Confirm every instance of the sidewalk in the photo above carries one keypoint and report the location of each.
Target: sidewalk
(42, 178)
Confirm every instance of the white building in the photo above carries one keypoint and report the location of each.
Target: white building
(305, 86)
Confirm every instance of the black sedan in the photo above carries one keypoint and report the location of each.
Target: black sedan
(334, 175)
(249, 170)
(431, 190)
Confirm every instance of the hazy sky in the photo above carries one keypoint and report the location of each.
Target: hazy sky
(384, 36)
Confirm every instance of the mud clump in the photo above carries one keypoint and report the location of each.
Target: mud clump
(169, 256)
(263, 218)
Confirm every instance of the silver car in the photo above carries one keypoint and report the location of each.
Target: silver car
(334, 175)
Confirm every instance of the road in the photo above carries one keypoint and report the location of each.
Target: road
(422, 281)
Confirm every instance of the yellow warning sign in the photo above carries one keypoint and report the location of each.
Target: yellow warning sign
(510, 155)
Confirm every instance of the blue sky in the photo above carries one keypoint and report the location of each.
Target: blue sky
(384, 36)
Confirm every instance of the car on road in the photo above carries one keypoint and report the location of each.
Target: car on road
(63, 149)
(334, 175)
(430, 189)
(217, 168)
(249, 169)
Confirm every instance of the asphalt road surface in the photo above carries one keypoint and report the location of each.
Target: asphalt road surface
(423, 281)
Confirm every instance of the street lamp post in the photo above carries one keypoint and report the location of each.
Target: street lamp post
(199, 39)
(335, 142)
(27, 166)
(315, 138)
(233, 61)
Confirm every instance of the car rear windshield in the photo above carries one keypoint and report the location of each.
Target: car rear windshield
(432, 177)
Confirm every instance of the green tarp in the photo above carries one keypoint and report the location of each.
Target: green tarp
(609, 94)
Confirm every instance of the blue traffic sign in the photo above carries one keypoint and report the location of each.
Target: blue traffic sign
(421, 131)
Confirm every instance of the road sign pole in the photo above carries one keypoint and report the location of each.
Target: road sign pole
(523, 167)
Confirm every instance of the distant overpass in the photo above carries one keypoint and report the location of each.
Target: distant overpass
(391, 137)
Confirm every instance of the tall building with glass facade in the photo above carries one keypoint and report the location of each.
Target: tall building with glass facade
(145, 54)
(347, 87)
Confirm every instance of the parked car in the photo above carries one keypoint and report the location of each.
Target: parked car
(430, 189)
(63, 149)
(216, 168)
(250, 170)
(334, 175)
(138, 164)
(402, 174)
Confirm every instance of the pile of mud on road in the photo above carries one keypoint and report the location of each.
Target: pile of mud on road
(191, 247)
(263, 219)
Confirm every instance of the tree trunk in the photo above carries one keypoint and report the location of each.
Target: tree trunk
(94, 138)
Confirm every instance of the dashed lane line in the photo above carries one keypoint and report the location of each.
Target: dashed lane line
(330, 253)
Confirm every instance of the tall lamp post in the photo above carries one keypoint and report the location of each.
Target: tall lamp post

_ _ _ _ _

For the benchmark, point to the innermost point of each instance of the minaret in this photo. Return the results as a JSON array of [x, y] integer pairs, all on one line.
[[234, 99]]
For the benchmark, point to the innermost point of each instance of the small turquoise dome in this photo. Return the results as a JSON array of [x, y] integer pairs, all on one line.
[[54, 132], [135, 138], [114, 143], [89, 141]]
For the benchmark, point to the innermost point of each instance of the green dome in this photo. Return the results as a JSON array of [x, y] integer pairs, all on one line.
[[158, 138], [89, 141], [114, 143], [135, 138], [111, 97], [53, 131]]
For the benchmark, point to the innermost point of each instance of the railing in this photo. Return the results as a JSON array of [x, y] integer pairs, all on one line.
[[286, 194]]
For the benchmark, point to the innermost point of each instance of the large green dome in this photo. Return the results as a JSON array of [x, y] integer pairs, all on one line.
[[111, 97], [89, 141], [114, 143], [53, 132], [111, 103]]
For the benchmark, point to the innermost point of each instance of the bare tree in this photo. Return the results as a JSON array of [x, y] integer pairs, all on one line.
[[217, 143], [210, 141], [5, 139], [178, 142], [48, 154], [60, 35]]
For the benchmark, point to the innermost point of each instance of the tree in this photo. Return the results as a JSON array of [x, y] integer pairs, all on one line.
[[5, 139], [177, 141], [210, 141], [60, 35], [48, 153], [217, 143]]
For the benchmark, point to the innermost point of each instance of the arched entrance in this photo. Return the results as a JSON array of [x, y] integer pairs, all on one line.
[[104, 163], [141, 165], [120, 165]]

_ _ _ _ _

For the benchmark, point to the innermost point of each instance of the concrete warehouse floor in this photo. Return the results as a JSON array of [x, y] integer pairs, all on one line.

_ _ _ _ _

§ **Problem requirements**:
State how many lines of the data contain the string "asphalt". Reply with the number alone.

§ **Complete answer**:
2